Extracted text section start
Malaysian writer of Chinese descent

Yangsze Choo (朱洋熹 (Zhū Yángxī)) is a Malaysian writer of Chinese descent, whose novel The Night Tiger was selected as one of 70 works in the Big Jubilee Read, a campaign to celebrate the Platinum Jubilee of Elizabeth II.

== Biography ==
Choo was born in the Philippines, to a Malaysian family of Chinese descent. Her father was a diplomat and the family moved frequently, so she spent her formative years in Thailand, Germany, Japan and Singapore. She attended Harvard University and subsequently worked as a management consultant. She began to write after leaving management consultancy to focus on her family, often writing at night.

Her first novel The Ghost Bride took three years to write. It is a fantasy novel, based on the practice of ghost marriage and drawing on Chinese mythology to create its world. It became a New York Times best seller, and was selected as a Best Book by Oprah.com. It later formed the basis of the Netflix-original series The Ghost Bride, which was co-directed by Malaysian directors Quek Shio-chuan and Ho Yu-hang. It starred Huang Pei-jia, Wu Kang-jen, Ludi Lin, and Kuang Tian.

Her second novel, The Night Tiger took four years to write. It is set in 1931 in Malaya, then part of the British Empire, and addresses the Malaysian myth of the weretiger. It was selected as one of 70 works in the Big Jubilee Read, a campaign to celebrate the Platinum Jubilee of Elizabeth II.
Extracted text section end
= Task requirements =
- a) According to the text on Yangsze Choo, how many years did her first novel, The Ghost Bride, take to write?
- b) List every actor that the text on Yangsze Choo names as starring in the Netflix series The Ghost Bride.
Record extracts section start
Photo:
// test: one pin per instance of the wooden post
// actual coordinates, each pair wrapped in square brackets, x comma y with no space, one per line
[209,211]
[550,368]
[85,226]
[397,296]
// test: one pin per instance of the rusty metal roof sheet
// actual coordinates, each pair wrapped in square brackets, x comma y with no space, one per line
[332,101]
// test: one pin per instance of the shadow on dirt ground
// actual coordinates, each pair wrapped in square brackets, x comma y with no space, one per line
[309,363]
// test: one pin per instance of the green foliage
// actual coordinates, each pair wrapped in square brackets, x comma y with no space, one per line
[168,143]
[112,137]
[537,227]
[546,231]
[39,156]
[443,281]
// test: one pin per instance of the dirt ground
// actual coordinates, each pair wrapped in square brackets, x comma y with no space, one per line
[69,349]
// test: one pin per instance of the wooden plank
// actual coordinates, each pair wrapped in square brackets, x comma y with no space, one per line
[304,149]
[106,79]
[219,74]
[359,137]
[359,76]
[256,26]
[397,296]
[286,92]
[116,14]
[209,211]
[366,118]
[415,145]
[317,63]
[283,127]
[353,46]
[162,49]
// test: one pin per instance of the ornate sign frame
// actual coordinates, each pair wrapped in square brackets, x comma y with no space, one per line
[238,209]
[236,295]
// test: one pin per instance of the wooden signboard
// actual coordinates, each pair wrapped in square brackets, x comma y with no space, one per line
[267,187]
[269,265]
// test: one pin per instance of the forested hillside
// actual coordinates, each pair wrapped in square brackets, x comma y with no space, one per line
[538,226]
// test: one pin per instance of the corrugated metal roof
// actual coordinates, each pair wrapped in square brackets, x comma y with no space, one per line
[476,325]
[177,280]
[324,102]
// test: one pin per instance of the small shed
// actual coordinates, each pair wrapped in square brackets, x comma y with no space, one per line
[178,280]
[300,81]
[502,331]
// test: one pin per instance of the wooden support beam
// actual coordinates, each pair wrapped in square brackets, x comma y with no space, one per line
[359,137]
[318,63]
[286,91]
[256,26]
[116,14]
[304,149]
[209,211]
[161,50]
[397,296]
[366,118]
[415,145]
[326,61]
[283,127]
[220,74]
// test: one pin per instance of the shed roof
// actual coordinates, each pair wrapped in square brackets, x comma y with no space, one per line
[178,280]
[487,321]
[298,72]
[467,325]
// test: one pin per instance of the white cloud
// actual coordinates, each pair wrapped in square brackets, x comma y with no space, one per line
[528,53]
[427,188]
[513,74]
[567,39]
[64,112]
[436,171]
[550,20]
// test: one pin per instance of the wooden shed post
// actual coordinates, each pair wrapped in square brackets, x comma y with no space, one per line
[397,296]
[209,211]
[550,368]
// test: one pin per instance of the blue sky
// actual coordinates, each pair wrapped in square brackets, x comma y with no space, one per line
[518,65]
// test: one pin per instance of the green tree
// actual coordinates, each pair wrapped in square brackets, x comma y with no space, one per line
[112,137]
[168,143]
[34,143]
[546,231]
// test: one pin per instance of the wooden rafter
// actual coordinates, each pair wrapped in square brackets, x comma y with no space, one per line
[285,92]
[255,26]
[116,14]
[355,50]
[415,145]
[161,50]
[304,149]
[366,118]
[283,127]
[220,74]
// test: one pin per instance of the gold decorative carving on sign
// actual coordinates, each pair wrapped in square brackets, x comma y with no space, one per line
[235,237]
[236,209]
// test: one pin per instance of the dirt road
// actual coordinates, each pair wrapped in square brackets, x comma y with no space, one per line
Record extracts section end
= Solved problems =
- a) Three years.

- b) Huang Pei-jia, Wu Kang-jen, Ludi Lin, Kuang Tian